**What is being asked**
Rewrite every line of the data, from the first line up to and including the line with "[167,70,172,80]", and increase each bounding-box coordinate in the answers by 124. Omit the pictures.

--- Begin Recorded data ---

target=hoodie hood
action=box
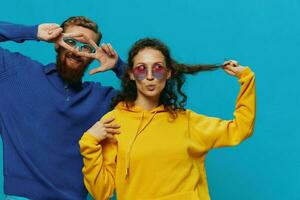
[115,102,167,179]
[115,102,168,114]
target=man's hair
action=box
[61,16,102,45]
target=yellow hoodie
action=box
[79,68,255,200]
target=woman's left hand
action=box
[223,60,246,76]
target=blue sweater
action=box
[0,22,124,200]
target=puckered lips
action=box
[66,53,83,68]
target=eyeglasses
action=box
[63,37,96,53]
[132,64,168,81]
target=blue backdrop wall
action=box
[0,0,300,200]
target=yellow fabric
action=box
[80,68,255,200]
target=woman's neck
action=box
[134,95,159,110]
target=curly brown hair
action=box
[112,38,219,118]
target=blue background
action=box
[0,0,300,200]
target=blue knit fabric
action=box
[0,22,124,200]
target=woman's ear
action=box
[54,42,59,52]
[129,71,134,81]
[167,70,172,80]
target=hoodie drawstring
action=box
[125,111,157,179]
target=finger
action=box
[89,67,105,75]
[106,43,115,56]
[51,27,63,38]
[224,64,238,73]
[108,43,117,56]
[105,128,120,135]
[62,33,83,37]
[100,117,115,124]
[101,44,112,56]
[104,124,120,128]
[224,69,235,76]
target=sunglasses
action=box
[63,37,96,53]
[132,64,168,81]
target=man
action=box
[0,17,123,200]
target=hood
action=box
[115,102,168,114]
[115,102,168,179]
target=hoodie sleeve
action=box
[188,67,256,150]
[0,22,38,76]
[79,133,117,200]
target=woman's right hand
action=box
[86,117,120,142]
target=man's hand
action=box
[37,23,63,42]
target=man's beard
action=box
[56,47,90,84]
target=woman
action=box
[80,38,255,200]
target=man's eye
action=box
[64,39,76,46]
[136,66,145,71]
[82,45,93,53]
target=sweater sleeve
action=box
[0,22,38,73]
[79,133,117,200]
[188,67,256,151]
[0,22,38,43]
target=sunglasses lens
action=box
[152,65,167,80]
[133,66,147,80]
[63,38,77,47]
[80,44,96,53]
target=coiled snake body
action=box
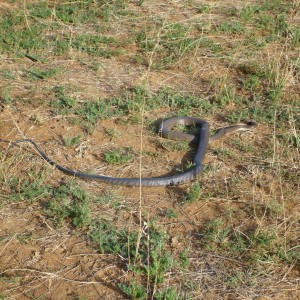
[10,117,256,186]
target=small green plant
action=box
[182,183,202,203]
[50,85,76,114]
[89,220,188,299]
[25,68,59,80]
[62,134,82,148]
[45,182,90,227]
[0,87,14,104]
[197,4,211,14]
[104,147,134,165]
[118,281,147,300]
[218,21,245,34]
[9,174,49,203]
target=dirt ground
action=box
[0,1,300,300]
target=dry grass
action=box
[0,0,300,300]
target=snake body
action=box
[10,117,256,186]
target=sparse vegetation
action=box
[0,0,300,300]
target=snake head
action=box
[246,120,257,128]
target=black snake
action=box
[9,117,257,186]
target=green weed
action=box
[25,68,59,80]
[0,87,14,105]
[104,147,134,165]
[183,183,202,203]
[89,220,188,299]
[9,174,49,203]
[62,134,82,148]
[136,23,199,69]
[202,218,295,264]
[217,21,245,34]
[118,281,148,300]
[45,182,90,227]
[50,85,76,114]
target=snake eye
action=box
[246,120,257,127]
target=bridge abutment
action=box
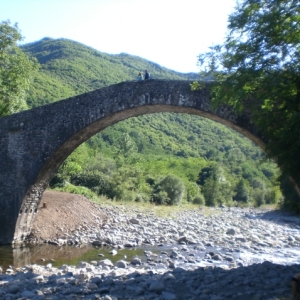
[0,80,264,244]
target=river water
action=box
[0,244,300,270]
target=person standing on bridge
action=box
[291,273,300,300]
[137,72,143,81]
[144,70,150,80]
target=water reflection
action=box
[0,244,144,270]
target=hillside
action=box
[22,38,199,107]
[22,38,282,206]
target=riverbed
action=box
[0,207,300,300]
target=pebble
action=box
[0,205,300,300]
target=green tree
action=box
[233,179,250,202]
[193,0,300,190]
[153,175,184,205]
[0,20,38,116]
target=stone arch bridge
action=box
[0,80,264,244]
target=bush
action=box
[193,194,205,205]
[54,183,98,201]
[252,188,265,207]
[152,175,184,205]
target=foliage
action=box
[194,0,300,192]
[0,20,38,116]
[15,38,280,205]
[152,175,184,205]
[22,38,199,107]
[55,183,97,201]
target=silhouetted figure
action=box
[291,273,300,300]
[137,72,143,81]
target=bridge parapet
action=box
[0,80,258,244]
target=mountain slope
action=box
[22,38,199,107]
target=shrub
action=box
[193,194,205,205]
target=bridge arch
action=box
[0,80,264,244]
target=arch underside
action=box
[13,104,265,243]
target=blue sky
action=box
[0,0,235,72]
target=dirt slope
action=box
[29,190,107,242]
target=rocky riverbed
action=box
[0,205,300,300]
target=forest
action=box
[18,38,284,206]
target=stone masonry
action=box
[0,80,264,244]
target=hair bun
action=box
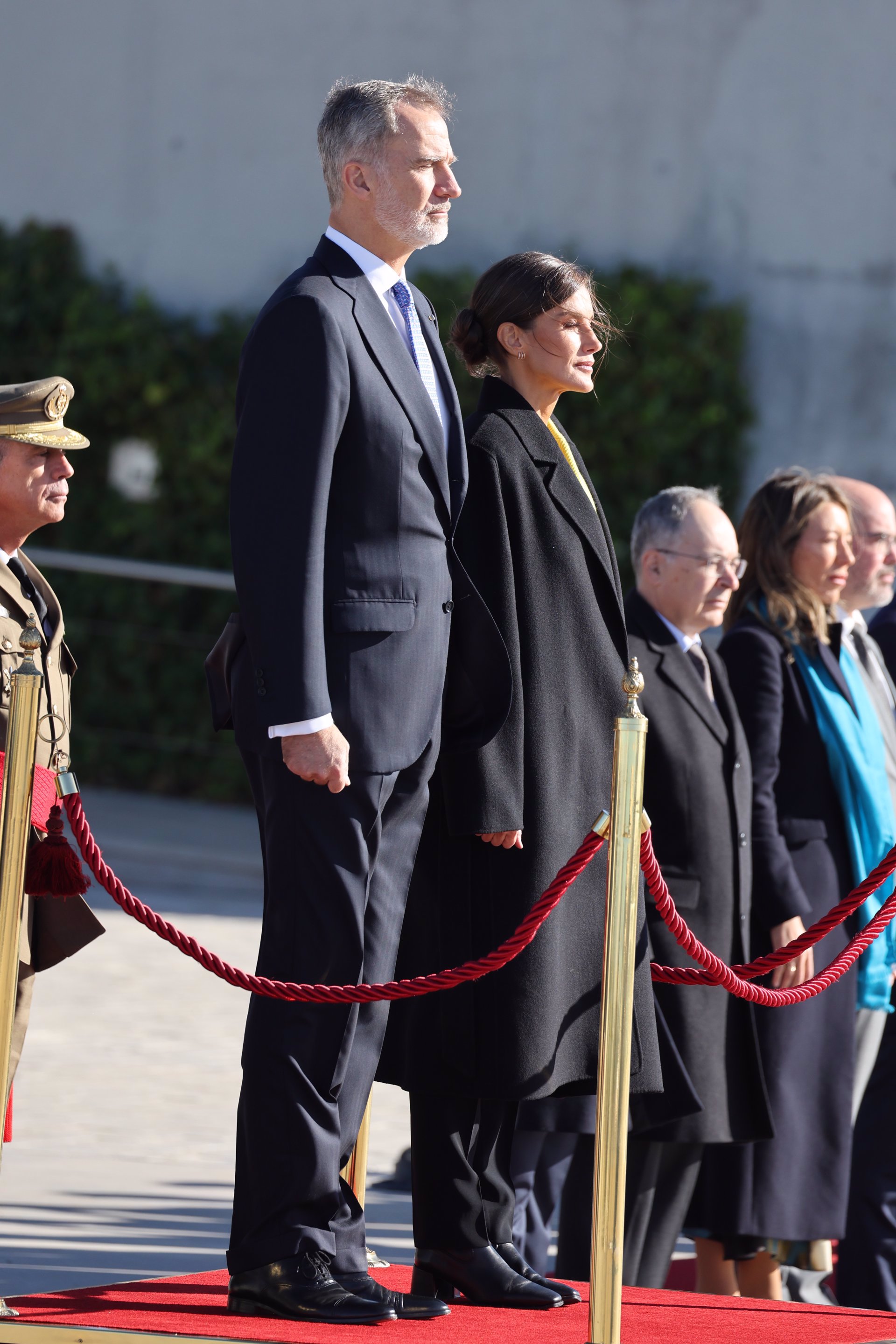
[448,308,489,372]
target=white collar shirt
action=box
[834,606,896,711]
[654,608,702,653]
[325,224,451,449]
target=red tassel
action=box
[26,804,90,896]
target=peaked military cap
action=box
[0,378,90,453]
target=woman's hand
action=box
[480,831,523,849]
[771,915,815,989]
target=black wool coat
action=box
[689,616,856,1240]
[625,591,772,1144]
[379,378,662,1098]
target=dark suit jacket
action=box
[212,238,511,773]
[868,597,896,681]
[380,378,662,1098]
[625,593,771,1144]
[682,614,856,1240]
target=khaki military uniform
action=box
[0,378,104,1113]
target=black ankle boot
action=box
[494,1242,581,1306]
[227,1251,396,1325]
[411,1246,563,1309]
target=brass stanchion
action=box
[588,658,647,1344]
[340,1092,373,1208]
[0,616,43,1316]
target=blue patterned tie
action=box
[392,280,445,429]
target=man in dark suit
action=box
[868,597,896,681]
[623,487,771,1288]
[211,78,509,1324]
[837,477,896,1312]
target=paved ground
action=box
[0,789,413,1294]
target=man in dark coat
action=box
[210,79,509,1324]
[623,487,771,1288]
[868,597,896,681]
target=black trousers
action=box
[511,1126,578,1274]
[411,1092,517,1250]
[227,741,438,1273]
[622,1137,704,1288]
[837,1014,896,1312]
[556,1134,705,1288]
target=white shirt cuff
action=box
[267,714,333,738]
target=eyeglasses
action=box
[861,532,896,551]
[653,546,747,579]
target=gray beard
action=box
[373,183,448,249]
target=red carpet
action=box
[7,1266,896,1344]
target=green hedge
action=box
[0,223,749,800]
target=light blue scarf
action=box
[792,645,896,1012]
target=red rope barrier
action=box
[64,793,603,1004]
[641,832,896,1008]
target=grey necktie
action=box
[7,555,52,640]
[688,644,716,704]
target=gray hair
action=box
[631,485,721,574]
[317,75,451,206]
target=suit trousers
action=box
[837,1014,896,1312]
[227,738,438,1273]
[410,1092,517,1251]
[622,1136,704,1288]
[556,1134,705,1288]
[511,1126,578,1274]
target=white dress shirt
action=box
[267,224,451,738]
[654,606,702,653]
[834,606,896,710]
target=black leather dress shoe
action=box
[494,1242,581,1306]
[336,1270,451,1321]
[411,1246,563,1309]
[227,1251,396,1325]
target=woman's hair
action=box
[725,466,852,649]
[450,252,615,378]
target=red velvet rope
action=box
[641,832,896,1008]
[64,793,603,1004]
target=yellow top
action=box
[547,420,598,513]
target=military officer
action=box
[0,378,104,1113]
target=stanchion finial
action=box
[19,611,40,661]
[622,658,644,719]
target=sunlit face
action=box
[0,438,74,539]
[844,490,896,611]
[638,500,740,636]
[790,504,856,606]
[497,287,602,395]
[364,104,461,249]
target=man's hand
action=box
[480,831,523,849]
[281,724,352,793]
[771,915,815,989]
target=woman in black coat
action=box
[685,470,856,1297]
[379,252,662,1306]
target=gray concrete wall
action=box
[0,0,896,490]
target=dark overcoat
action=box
[689,616,856,1240]
[625,593,772,1144]
[868,597,896,681]
[380,378,661,1098]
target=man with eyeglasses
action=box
[837,476,896,1312]
[623,485,771,1288]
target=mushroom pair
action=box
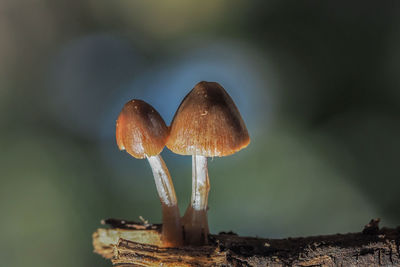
[116,82,250,246]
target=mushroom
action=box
[116,99,183,247]
[167,81,250,245]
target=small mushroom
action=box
[116,99,183,247]
[167,81,250,245]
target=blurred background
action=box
[0,0,400,267]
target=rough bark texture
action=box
[93,219,400,267]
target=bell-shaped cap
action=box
[167,81,250,157]
[116,99,168,159]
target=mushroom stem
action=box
[147,155,183,247]
[182,155,210,245]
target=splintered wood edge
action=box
[93,228,226,266]
[93,228,162,259]
[93,220,400,267]
[111,239,227,267]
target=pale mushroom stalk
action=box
[116,99,183,247]
[166,81,250,245]
[147,155,182,248]
[182,155,210,245]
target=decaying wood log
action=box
[93,219,400,267]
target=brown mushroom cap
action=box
[167,81,250,157]
[116,99,168,159]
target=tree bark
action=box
[93,219,400,267]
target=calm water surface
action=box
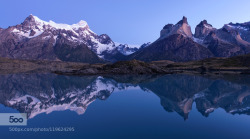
[0,74,250,139]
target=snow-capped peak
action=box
[31,15,88,30]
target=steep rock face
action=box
[129,17,214,62]
[160,16,192,38]
[225,22,250,42]
[130,34,213,61]
[194,20,250,57]
[194,20,216,39]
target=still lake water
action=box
[0,74,250,139]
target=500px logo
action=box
[0,113,27,126]
[9,116,23,123]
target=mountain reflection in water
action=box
[0,74,250,119]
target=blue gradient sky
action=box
[0,0,250,44]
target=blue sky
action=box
[0,0,250,44]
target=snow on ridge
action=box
[33,16,88,30]
[114,42,141,49]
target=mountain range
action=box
[0,15,250,63]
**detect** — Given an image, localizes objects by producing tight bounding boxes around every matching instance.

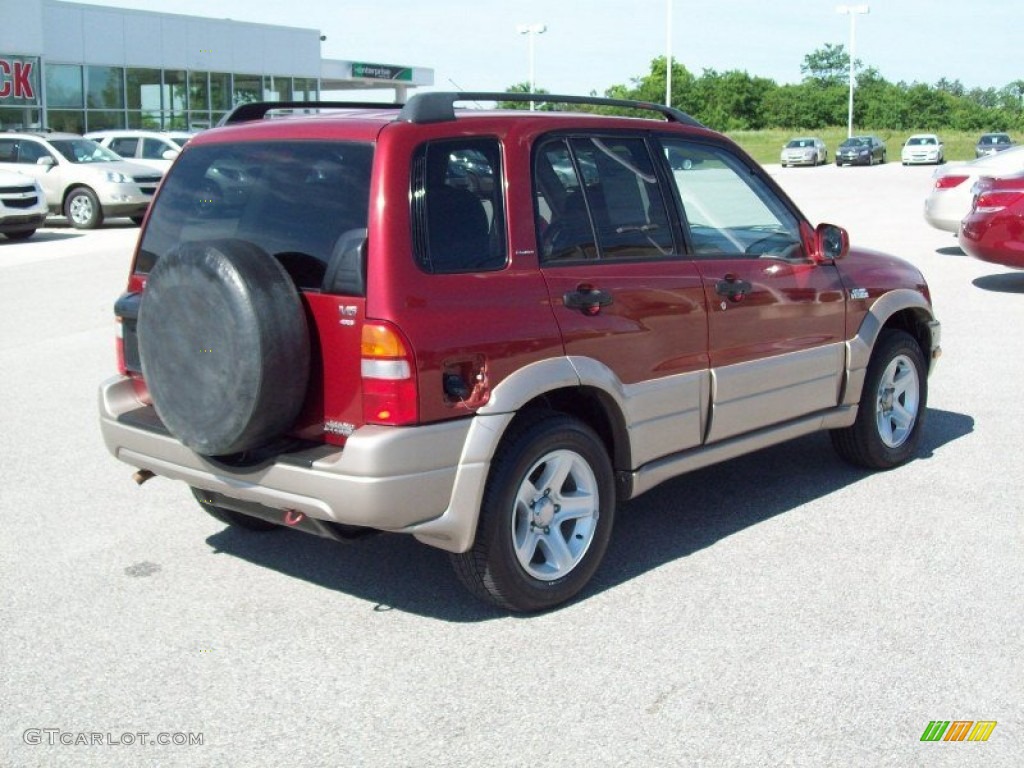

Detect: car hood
[70,160,164,178]
[0,171,36,186]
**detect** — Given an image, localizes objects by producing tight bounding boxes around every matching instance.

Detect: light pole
[515,24,548,112]
[665,0,673,106]
[836,5,871,138]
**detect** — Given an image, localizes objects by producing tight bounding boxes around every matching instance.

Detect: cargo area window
[412,139,507,274]
[135,141,374,291]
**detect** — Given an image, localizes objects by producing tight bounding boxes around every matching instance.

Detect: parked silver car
[0,133,164,229]
[85,129,193,173]
[0,171,48,240]
[779,136,828,168]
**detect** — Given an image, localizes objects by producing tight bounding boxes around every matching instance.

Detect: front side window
[412,138,507,274]
[534,136,675,262]
[663,139,804,258]
[135,141,373,290]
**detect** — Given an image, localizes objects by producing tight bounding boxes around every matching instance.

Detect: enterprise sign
[352,61,413,83]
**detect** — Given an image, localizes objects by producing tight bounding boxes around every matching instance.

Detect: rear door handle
[715,274,754,301]
[562,286,611,314]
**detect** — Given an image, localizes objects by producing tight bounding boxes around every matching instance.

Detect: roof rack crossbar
[398,91,703,128]
[217,101,401,126]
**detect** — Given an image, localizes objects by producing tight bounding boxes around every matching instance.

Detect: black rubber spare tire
[138,240,309,456]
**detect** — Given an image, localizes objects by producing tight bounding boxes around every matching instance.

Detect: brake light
[359,323,419,426]
[935,176,968,189]
[974,189,1024,213]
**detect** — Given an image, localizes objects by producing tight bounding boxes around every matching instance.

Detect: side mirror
[814,224,850,261]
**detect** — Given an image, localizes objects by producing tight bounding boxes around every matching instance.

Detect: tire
[65,186,103,229]
[4,229,36,240]
[191,488,283,532]
[452,411,615,611]
[829,330,928,469]
[138,240,310,457]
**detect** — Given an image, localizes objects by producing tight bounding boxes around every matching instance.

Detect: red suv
[100,93,939,610]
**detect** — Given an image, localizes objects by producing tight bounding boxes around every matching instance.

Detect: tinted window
[535,136,675,262]
[136,141,373,290]
[664,139,804,258]
[412,139,506,274]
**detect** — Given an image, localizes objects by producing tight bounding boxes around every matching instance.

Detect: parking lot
[0,162,1024,768]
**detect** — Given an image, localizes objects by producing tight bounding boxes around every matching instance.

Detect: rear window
[135,141,373,290]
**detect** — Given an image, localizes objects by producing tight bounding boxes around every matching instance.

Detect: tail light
[360,322,419,426]
[935,175,968,189]
[974,189,1024,213]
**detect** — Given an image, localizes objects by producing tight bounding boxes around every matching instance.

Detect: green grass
[728,126,981,165]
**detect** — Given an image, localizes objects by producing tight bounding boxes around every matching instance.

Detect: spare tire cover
[138,240,309,456]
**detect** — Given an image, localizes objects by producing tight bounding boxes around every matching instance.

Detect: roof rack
[217,91,705,128]
[217,101,401,126]
[398,91,705,128]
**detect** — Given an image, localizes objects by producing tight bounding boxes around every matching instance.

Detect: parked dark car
[836,136,886,165]
[959,173,1024,269]
[974,133,1014,158]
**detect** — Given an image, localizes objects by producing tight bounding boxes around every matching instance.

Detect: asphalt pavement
[0,163,1024,768]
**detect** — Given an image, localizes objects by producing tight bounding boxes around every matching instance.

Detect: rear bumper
[99,376,475,536]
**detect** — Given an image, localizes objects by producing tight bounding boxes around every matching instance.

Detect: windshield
[50,138,122,163]
[135,141,373,290]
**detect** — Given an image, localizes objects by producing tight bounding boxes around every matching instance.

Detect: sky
[79,0,1024,100]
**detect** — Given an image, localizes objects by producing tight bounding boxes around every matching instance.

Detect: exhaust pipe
[131,469,156,485]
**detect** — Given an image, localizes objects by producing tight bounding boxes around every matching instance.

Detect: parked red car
[959,173,1024,269]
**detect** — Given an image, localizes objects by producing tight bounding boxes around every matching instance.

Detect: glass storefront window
[46,65,85,109]
[188,72,210,111]
[234,75,263,104]
[210,72,233,111]
[85,67,125,110]
[86,110,125,131]
[46,110,85,133]
[164,70,188,112]
[125,69,163,111]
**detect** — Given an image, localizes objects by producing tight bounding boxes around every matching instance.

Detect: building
[0,0,433,133]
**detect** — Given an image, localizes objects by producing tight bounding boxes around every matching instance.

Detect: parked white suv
[0,133,164,229]
[85,129,193,173]
[0,171,47,240]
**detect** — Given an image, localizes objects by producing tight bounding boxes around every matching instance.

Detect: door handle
[562,285,611,314]
[715,274,754,301]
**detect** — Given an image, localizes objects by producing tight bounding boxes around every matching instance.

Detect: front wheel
[65,186,103,229]
[829,331,928,469]
[452,412,615,611]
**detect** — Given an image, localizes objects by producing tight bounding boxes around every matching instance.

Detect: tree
[800,43,861,86]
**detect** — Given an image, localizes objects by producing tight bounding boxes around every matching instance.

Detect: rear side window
[534,136,676,262]
[412,139,507,274]
[135,141,373,290]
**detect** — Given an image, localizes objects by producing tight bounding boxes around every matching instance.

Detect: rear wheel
[65,186,103,229]
[829,331,928,469]
[452,412,615,611]
[191,488,282,531]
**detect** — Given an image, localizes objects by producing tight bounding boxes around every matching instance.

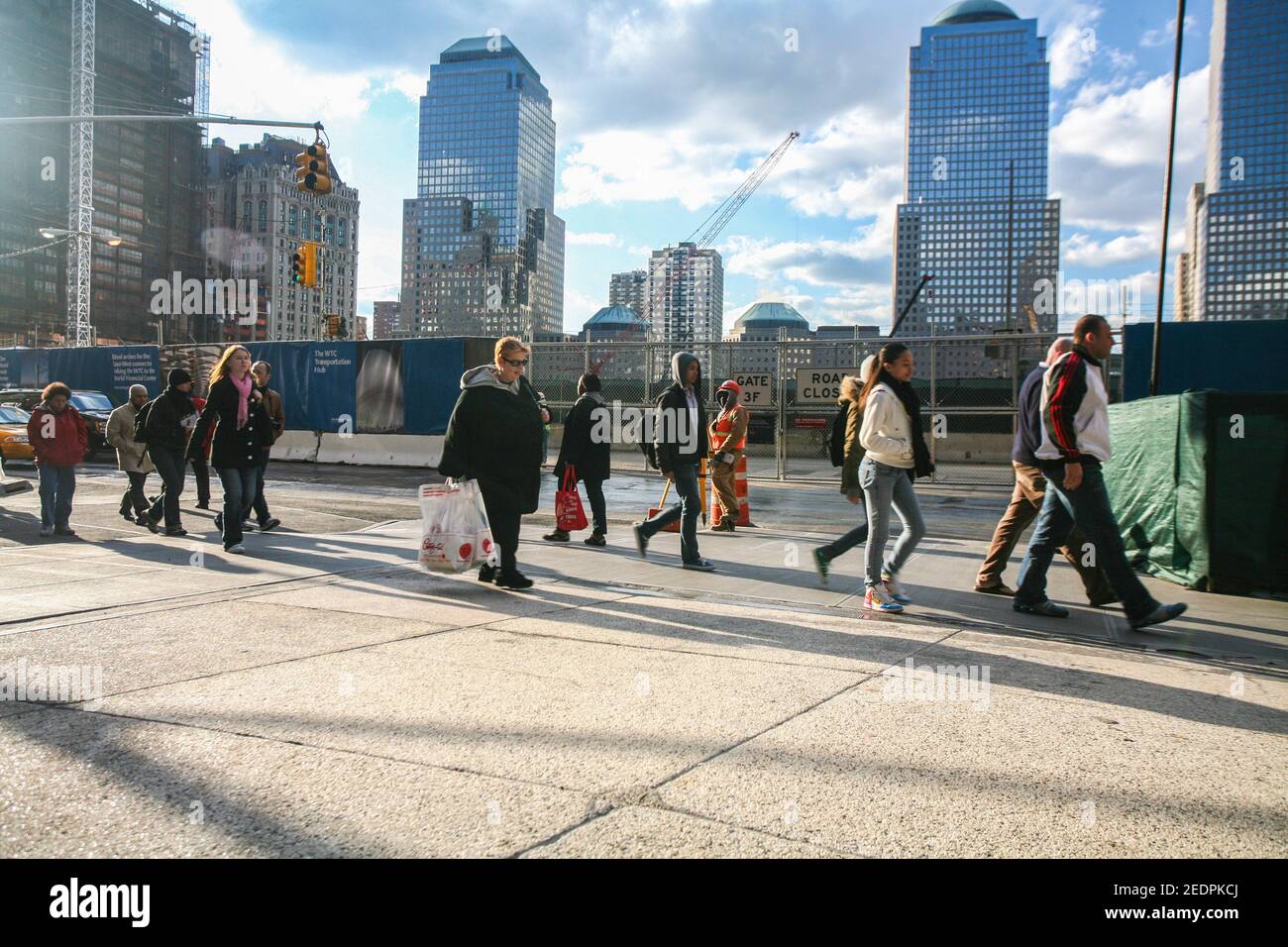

--- End Recorded data ---

**Expected output**
target=hoodie hood
action=box
[239,226,291,303]
[239,226,292,238]
target=man's hair
action=box
[185,140,226,169]
target=yellow hoodie
action=box
[203,192,379,324]
target=woman's left hand
action=box
[347,184,370,200]
target=blue sweater
action=box
[124,146,248,324]
target=puckered lips
action=box
[190,177,207,192]
target=eyeglasses
action=box
[187,161,220,177]
[256,188,292,205]
target=blue backdrop wall
action=box
[124,124,424,324]
target=yellow fabric
action=box
[204,192,379,324]
target=woman's neck
action=box
[258,219,283,234]
target=curly brown hair
action=box
[236,162,343,242]
target=blue background
action=box
[124,124,424,324]
target=blue knit fabric
action=box
[124,146,248,324]
target=woman's ear
action=box
[178,166,183,176]
[253,195,258,205]
[291,194,296,204]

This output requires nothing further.